Objective
Reproduce every one of the rows below verbatim, omitting the pictures from your response.

(Image object location entries)
'''
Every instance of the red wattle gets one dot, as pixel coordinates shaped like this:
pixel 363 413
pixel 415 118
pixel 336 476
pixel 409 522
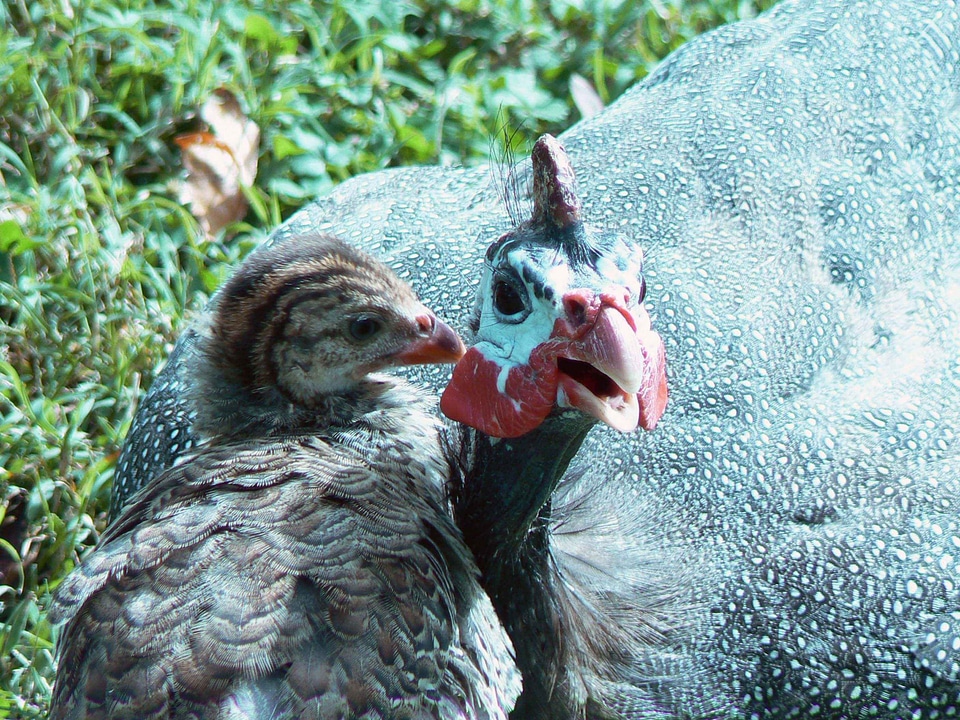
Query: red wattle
pixel 472 397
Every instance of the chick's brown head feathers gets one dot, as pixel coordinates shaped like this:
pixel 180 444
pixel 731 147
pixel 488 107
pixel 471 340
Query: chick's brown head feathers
pixel 299 327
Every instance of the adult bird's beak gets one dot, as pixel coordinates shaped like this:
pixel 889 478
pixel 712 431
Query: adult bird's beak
pixel 437 343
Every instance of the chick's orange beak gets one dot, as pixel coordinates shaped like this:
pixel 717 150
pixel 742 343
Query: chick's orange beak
pixel 437 343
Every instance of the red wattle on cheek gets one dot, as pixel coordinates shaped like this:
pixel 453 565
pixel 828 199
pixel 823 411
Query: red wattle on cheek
pixel 472 396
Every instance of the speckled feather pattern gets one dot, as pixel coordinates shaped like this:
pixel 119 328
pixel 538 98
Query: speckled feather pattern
pixel 794 184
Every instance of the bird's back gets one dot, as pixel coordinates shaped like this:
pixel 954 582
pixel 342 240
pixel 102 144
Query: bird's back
pixel 286 577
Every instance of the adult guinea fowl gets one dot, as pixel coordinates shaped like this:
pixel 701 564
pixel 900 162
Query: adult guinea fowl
pixel 301 563
pixel 793 182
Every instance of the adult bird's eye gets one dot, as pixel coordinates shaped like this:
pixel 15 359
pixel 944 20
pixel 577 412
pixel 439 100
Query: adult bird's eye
pixel 506 299
pixel 364 327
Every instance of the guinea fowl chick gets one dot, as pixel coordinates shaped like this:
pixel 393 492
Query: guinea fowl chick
pixel 302 562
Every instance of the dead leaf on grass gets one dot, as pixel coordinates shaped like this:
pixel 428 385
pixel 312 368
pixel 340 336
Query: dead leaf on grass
pixel 219 163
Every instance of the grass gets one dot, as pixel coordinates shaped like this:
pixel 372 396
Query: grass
pixel 100 263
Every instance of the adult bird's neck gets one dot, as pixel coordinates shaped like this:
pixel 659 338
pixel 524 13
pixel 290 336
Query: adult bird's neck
pixel 502 505
pixel 507 484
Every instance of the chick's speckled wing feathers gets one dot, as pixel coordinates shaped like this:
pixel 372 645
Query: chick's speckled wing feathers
pixel 282 575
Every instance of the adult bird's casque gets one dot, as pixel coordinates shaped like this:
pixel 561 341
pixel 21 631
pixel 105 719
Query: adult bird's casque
pixel 787 535
pixel 301 562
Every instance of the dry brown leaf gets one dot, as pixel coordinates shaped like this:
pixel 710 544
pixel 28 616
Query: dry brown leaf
pixel 219 163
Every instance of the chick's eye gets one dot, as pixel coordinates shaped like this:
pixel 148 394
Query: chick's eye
pixel 364 327
pixel 506 299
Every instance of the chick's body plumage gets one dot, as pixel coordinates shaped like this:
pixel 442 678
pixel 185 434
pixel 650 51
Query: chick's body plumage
pixel 302 561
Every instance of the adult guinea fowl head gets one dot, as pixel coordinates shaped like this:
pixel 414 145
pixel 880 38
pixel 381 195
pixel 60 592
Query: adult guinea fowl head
pixel 561 340
pixel 559 322
pixel 301 563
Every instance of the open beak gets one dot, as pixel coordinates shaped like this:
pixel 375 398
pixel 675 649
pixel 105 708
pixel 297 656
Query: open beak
pixel 615 371
pixel 437 343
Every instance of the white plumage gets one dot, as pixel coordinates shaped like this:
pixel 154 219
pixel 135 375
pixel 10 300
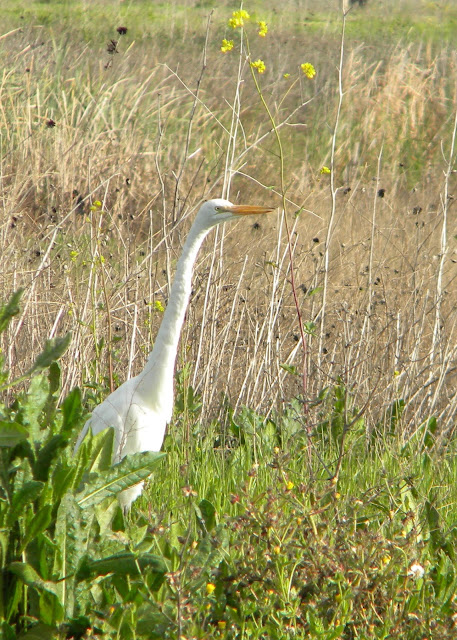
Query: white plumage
pixel 140 409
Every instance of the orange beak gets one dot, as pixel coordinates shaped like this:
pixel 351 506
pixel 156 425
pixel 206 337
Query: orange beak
pixel 248 209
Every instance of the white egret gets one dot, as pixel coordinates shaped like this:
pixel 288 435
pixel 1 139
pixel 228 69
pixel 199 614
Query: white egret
pixel 140 409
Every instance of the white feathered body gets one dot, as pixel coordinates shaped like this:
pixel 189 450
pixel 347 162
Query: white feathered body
pixel 140 409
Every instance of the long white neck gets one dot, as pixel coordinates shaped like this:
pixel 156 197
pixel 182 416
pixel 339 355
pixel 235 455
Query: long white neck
pixel 162 358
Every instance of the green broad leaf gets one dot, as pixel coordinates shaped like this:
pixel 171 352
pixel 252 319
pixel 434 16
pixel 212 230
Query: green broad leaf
pixel 51 610
pixel 47 454
pixel 54 378
pixel 10 309
pixel 35 401
pixel 22 498
pixel 12 433
pixel 208 513
pixel 39 523
pixel 132 470
pixel 63 479
pixel 30 577
pixel 7 632
pixel 53 350
pixel 40 631
pixel 124 563
pixel 431 427
pixel 71 410
pixel 4 540
pixel 69 537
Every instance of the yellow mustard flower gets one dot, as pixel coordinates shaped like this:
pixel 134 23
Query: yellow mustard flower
pixel 227 45
pixel 263 28
pixel 308 69
pixel 158 306
pixel 259 65
pixel 238 19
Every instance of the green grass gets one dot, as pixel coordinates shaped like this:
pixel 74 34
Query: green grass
pixel 271 515
pixel 244 531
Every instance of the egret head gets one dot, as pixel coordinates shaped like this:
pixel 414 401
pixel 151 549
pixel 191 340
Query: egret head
pixel 213 212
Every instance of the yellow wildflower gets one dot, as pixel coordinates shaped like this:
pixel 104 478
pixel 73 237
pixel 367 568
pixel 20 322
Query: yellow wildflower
pixel 238 18
pixel 227 45
pixel 158 306
pixel 259 65
pixel 263 28
pixel 308 69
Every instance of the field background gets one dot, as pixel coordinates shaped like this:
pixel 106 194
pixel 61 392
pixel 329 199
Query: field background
pixel 107 151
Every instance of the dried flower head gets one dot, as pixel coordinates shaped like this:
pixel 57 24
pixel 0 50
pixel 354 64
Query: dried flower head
pixel 238 19
pixel 308 69
pixel 263 28
pixel 259 65
pixel 227 45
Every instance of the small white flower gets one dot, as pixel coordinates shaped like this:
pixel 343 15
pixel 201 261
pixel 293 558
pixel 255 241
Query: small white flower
pixel 416 570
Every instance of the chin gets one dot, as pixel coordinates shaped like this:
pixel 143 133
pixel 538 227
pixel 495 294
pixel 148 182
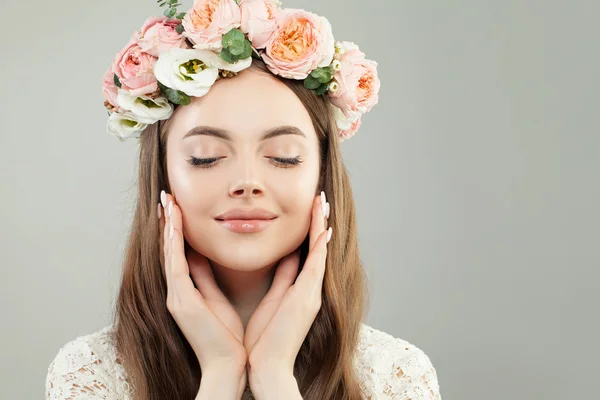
'''
Worked solution
Every instance of the red wattle gets one dot, as pixel coordinates shaped like this:
pixel 363 413
pixel 415 118
pixel 336 476
pixel 409 522
Query: red wattle
pixel 472 397
Every instance of the chick's brown head feathers gets one dot, as pixel coordinates shaped like this:
pixel 180 444
pixel 731 147
pixel 488 107
pixel 471 340
Query: chick's brown head feathers
pixel 299 327
Every instance of the adult bird's beak gets one dot, as pixel coordinates shaped like this:
pixel 889 478
pixel 712 431
Query: adult bird's beak
pixel 437 343
Every instance of the chick's orange beak gets one dot, as pixel coordinates shaped like this:
pixel 717 150
pixel 742 343
Query: chick's orange beak
pixel 437 343
Every instance of the red wattle on cheek gets one dot, as pixel coordinates shaped like this:
pixel 453 565
pixel 828 199
pixel 823 411
Query: red wattle on cheek
pixel 472 396
Every instance of the speckled feather pattern gets one dot, as pixel coordinates shaped like this:
pixel 119 328
pixel 538 98
Query: speckled feather pattern
pixel 794 184
Every instance of the bird's back gets one dot, as pixel coordinates shaped like this:
pixel 954 582
pixel 342 240
pixel 102 144
Query: bird's back
pixel 286 577
Every instance of the adult guinea fowl gets one dot, as pixel coordinates shaped like this:
pixel 701 564
pixel 900 162
Query: adult guinea fowl
pixel 301 563
pixel 793 182
Every instance of the adult bird's eye gets one dot, as pixel coordinates shaped like this:
pixel 15 359
pixel 944 20
pixel 577 412
pixel 439 100
Query: adult bird's eye
pixel 506 299
pixel 364 327
Every instance of the guinea fowl chick gets one dot, as pixel coordinates shaped like this:
pixel 393 492
Query: guinea fowl chick
pixel 302 562
Every instance of the dead leaf on grass gets one dot, as pixel coordinates shaped like this:
pixel 428 385
pixel 312 368
pixel 340 336
Query: dead leaf on grass
pixel 219 163
Every instance of the grass gets one dot, as pixel coordinates shaped like this:
pixel 372 396
Query: grass
pixel 100 263
Every instance of the adult bird's neck gets one dot, as pixel coordinates shaped like this:
pixel 659 338
pixel 524 13
pixel 290 336
Query: adult bird's neck
pixel 502 505
pixel 507 484
Every instance of the chick's speckled wing feathers gets one dot, as pixel coordinates shaped like this:
pixel 372 645
Query: chick's speckled wing feathers
pixel 282 575
Every instance of the adult bird's casque gets one dot, as pixel coordinates shaped like this:
pixel 561 341
pixel 21 631
pixel 105 719
Query: adult bird's casque
pixel 787 535
pixel 301 562
Every instance of the dry brown leaf gets one dot, as pixel coordinates shaped like this:
pixel 710 544
pixel 28 616
Query: dry brown leaf
pixel 219 163
Every instance of the chick's eye gets one dot, as pixel coordinates shaped like this:
pixel 148 394
Query: chick's eye
pixel 364 327
pixel 506 299
Every instance of the chick's body plumage gets one dot, as pixel coordinates shaped like this:
pixel 442 678
pixel 185 434
pixel 650 51
Query: chick's body plumage
pixel 302 561
Every instance of the adult guinea fowl head gets one dot, as pixel coordinates shaped like this:
pixel 414 145
pixel 880 38
pixel 381 195
pixel 60 592
Query: adult guinea fowl head
pixel 561 340
pixel 559 322
pixel 301 563
Every instance of the open beak gets one dot, as pixel coordinates shaped like this:
pixel 375 398
pixel 675 649
pixel 105 708
pixel 297 656
Query: open beak
pixel 615 371
pixel 437 343
Every instance of the white plumage gets one dot, as pixel coordinates shaped like this:
pixel 154 219
pixel 135 375
pixel 10 300
Query: white plumage
pixel 140 409
Every instance of the orange beak gets one dot, as pixel coordinates shaped like this:
pixel 351 506
pixel 156 425
pixel 206 337
Query: orange beak
pixel 248 209
Every instance of the white egret gets one dot, as pixel coordinates shaped like this:
pixel 288 435
pixel 1 139
pixel 228 69
pixel 199 614
Query: white egret
pixel 140 409
Every instance of the white feathered body gets one dot, as pixel coordinates shaped like this:
pixel 189 450
pixel 347 162
Query: white feathered body
pixel 140 409
Every instance of the long white neck gets one dot, as pixel coordinates shaped like this:
pixel 156 197
pixel 182 416
pixel 339 355
pixel 235 455
Query: long white neck
pixel 162 358
Every instance of the green broad leaf gets one dot, as pixel coordinates shaped like this:
pixel 171 352
pixel 252 319
pixel 434 16
pixel 212 230
Query: green broad leaf
pixel 51 610
pixel 47 454
pixel 54 378
pixel 10 309
pixel 35 401
pixel 22 498
pixel 12 433
pixel 208 513
pixel 39 523
pixel 132 470
pixel 63 479
pixel 30 577
pixel 7 632
pixel 53 350
pixel 40 631
pixel 124 563
pixel 431 427
pixel 71 410
pixel 4 540
pixel 69 537
Every instance of the yellow mustard flower gets one dot, as pixel coordinates shaped like this:
pixel 134 23
Query: yellow mustard flower
pixel 227 45
pixel 263 28
pixel 308 69
pixel 158 306
pixel 259 65
pixel 238 19
Every instance of the green grass gets one dot, as pixel coordinates shaped like this:
pixel 74 34
Query: green grass
pixel 271 515
pixel 244 531
Every instance of the egret head gets one dot, as pixel coordinates shaped like this:
pixel 414 401
pixel 151 549
pixel 191 340
Query: egret head
pixel 213 212
Every instance of the yellow wildflower gets one dot, as pixel coordinates shaped like this:
pixel 104 478
pixel 73 237
pixel 367 568
pixel 20 322
Query: yellow wildflower
pixel 238 18
pixel 227 45
pixel 158 306
pixel 259 65
pixel 263 28
pixel 308 69
Every instance of the field background gets one dot, as pixel coordinates shaped like this:
pixel 106 194
pixel 61 392
pixel 329 199
Query: field background
pixel 107 151
Every instance of the dried flower head gets one dot, as pixel coordinates shaped like this:
pixel 57 24
pixel 0 50
pixel 354 64
Query: dried flower head
pixel 238 19
pixel 308 69
pixel 263 28
pixel 259 65
pixel 227 45
Every instance of the small white flower gets one dot, as pixel coordinates shaped like this:
pixel 343 15
pixel 201 261
pixel 293 558
pixel 255 241
Query: small white flower
pixel 416 570
Every instance of the chin gets one dot, as pixel coordinates shaped like this:
pixel 143 133
pixel 538 227
pixel 495 294
pixel 148 182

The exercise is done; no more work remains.